REQUIRED TASK 1:
List every programming language in which the Fixed Point solution page gives its code.

EXTRACT TO READ:
* begin *
1064. Fixed Point

• Time: $O(\log n)$
• Space: $O(1)$

C++JavaPython

class Solution {
 public:
  int fixedPoint(vector<int>& arr) {
    int l = 0;
    int r = arr.size() - 1;

    // Since arr[i] is strictly increasing, arr[i] - i will also be increasing.
    // Therefore, binary search `arr` for the first arr[i] - i = 0.
    while (l < r) {
      const int m = (l + r) / 2;
      if (arr[m] - m >= 0)
        r = m;
      else
        l = m + 1;
    }

    return arr[l] == l ? l : -1;
  }
};

class Solution {
  public int fixedPoint(int[] arr) {
    int l = 0;
    int r = arr.length - 1;

    // Since arr[i] is strictly increasing, arr[i] - i will also be increasing.
    // Therefore, binary search `arr` for the first arr[i] - i = 0.
    while (l < r) {
      final int m = (l + r) / 2;
      if (arr[m] - m >= 0)
        r = m;
      else
        l = m + 1;
    }

    return arr[l] == l ? l : -1;
  }
}

class Solution:
  def fixedPoint(self, arr: list[int]) -> int:
    l = 0
    r = len(arr) - 1

    # Since arr[i] is strictly increasing, arr[i] - i will also be increasing.
    # Therefore, binary search `arr` for the first arr[i] - i = 0.
    while l < r:
      m = (l + r) // 2
      if arr[m] - m >= 0:
        r = m
      else:
        l = m + 1

    return l if arr[l] == l else -1
* end *
REQUIRED TASK 2:
Write out the lines of the listing from the line containing "Which region of this screenshot contains the gray" through the final line of the listing, shifting every coordinate in the answers by adding 16 and keeping all other lines unchanged.

ENTRIES:
* begin *
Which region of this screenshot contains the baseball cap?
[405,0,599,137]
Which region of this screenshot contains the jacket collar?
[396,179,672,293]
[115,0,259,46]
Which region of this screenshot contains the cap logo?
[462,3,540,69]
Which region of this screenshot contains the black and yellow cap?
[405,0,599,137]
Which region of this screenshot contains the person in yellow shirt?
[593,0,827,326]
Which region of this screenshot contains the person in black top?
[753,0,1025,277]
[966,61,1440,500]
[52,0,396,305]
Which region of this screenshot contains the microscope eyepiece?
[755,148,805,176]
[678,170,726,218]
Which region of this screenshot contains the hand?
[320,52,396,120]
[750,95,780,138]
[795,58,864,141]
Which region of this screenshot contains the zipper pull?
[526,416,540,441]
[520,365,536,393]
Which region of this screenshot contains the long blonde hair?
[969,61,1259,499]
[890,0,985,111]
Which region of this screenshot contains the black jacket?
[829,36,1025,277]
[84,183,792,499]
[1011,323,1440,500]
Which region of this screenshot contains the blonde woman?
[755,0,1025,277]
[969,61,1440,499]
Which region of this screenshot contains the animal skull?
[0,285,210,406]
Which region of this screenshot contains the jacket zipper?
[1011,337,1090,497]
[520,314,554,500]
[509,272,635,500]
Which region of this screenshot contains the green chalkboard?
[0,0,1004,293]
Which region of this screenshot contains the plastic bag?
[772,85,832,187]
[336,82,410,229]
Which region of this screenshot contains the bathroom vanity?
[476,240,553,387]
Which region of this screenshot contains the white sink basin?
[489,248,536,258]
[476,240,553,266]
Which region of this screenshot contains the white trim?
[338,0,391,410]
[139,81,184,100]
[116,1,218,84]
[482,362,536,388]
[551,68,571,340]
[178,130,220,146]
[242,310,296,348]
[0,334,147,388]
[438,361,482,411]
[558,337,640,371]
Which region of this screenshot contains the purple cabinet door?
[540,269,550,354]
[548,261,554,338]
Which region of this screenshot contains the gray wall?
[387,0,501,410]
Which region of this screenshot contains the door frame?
* end *
COMPLETE ANSWER 1:
C++
Java
Python

COMPLETE ANSWER 2:
Which region of this screenshot contains the gray wall?
[403,16,517,426]
Which region of this screenshot contains the door frame?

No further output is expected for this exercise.